抜粋
################
助言が役に立つのは、市販ノーマル銃でワンホール射撃を達成した人(殆どいない)、また300m以遠の遠射を実戦で成功させている人(稀にいる)だけに限られます。

ワンホール射撃は銃と弾の限界ですから、フリンチングを完全に克服していなければ出せません。
ケンさんから皆さんに伝える事は、フリンチングは大幅軽減する射撃方法の紹介です。

銃だけに撃たせる為、左手は銃を反動で落とさない程度しか「持たず」、右手は中指で銃のグリップを「握らず」、銃はフリンチングが伝わらない様に「肩に当てず」、引き金はそれにより銃が動かない様に必要最小限の力とストロークで「そっとですが一気に引く」、これで150~200mまでの実用性が得られます。
################
抜粋の内容をもとに、次の問いに答えてください。
(a) ワンホール射撃を出すには、何を完全に克服している必要がありますか。
(b) ケンさんが皆さんに伝える事は何ですか。
(c) 紹介されている方法で、どの距離までの実用性が得られますか。
################
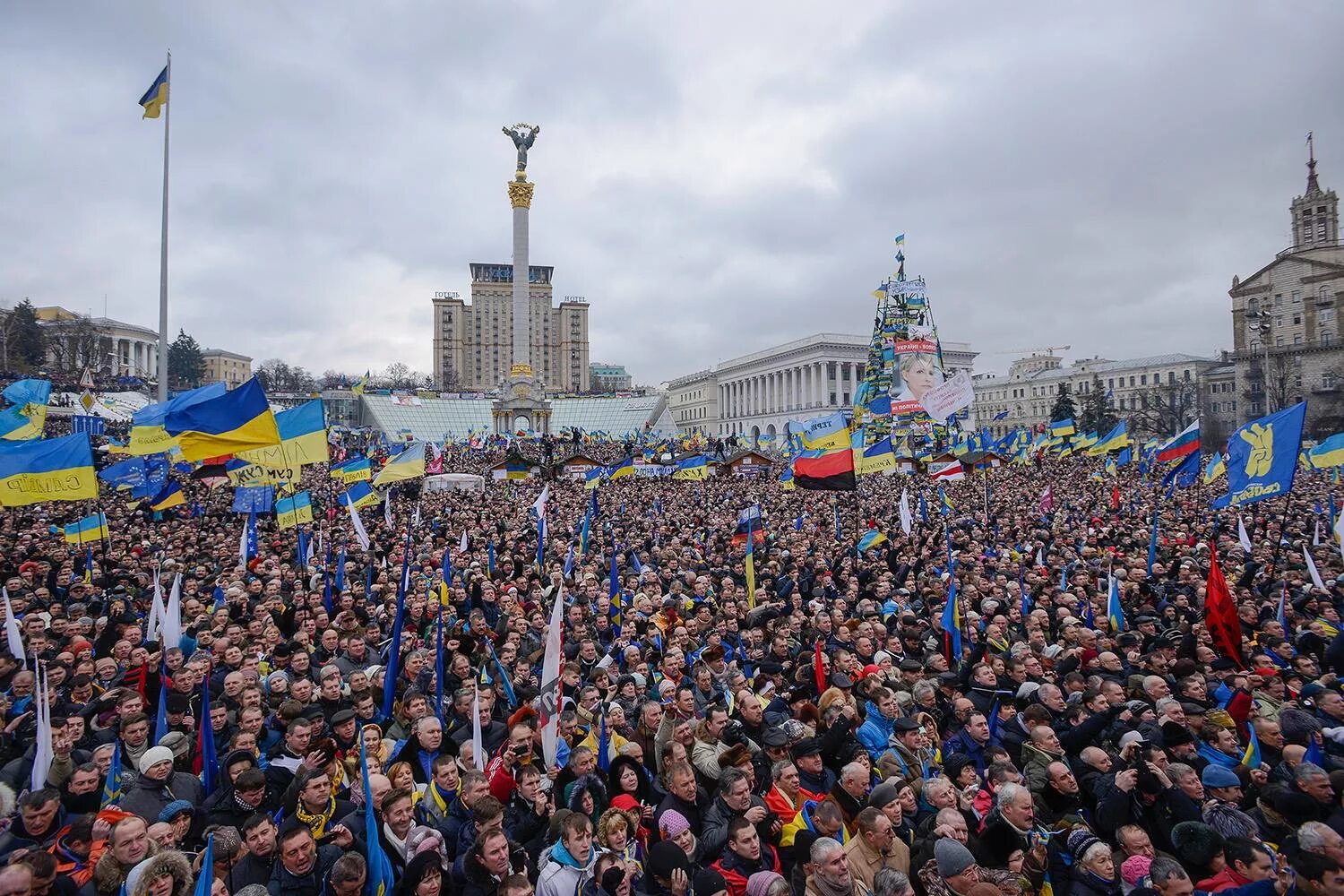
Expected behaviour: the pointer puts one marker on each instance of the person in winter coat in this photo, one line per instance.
(1093, 872)
(745, 856)
(569, 864)
(875, 731)
(494, 858)
(734, 799)
(39, 820)
(128, 845)
(303, 866)
(169, 864)
(159, 785)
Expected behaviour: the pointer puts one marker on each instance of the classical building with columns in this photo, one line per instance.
(757, 394)
(115, 349)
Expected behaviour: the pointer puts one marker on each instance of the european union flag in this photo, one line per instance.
(1262, 455)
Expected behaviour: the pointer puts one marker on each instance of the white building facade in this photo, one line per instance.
(694, 402)
(758, 394)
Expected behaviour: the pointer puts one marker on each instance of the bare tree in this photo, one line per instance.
(1166, 409)
(1274, 384)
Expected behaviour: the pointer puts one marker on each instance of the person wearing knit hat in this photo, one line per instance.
(152, 758)
(953, 857)
(761, 883)
(1134, 869)
(666, 861)
(158, 786)
(672, 823)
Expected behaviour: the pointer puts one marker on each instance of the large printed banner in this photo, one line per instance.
(914, 375)
(943, 401)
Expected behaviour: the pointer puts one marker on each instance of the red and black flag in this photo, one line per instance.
################
解答
(a) フリンチングを完全に克服している必要があります。
(b) フリンチングを大幅に軽減する射撃方法の紹介です。
(c) 150~200mまでの実用性が得られます。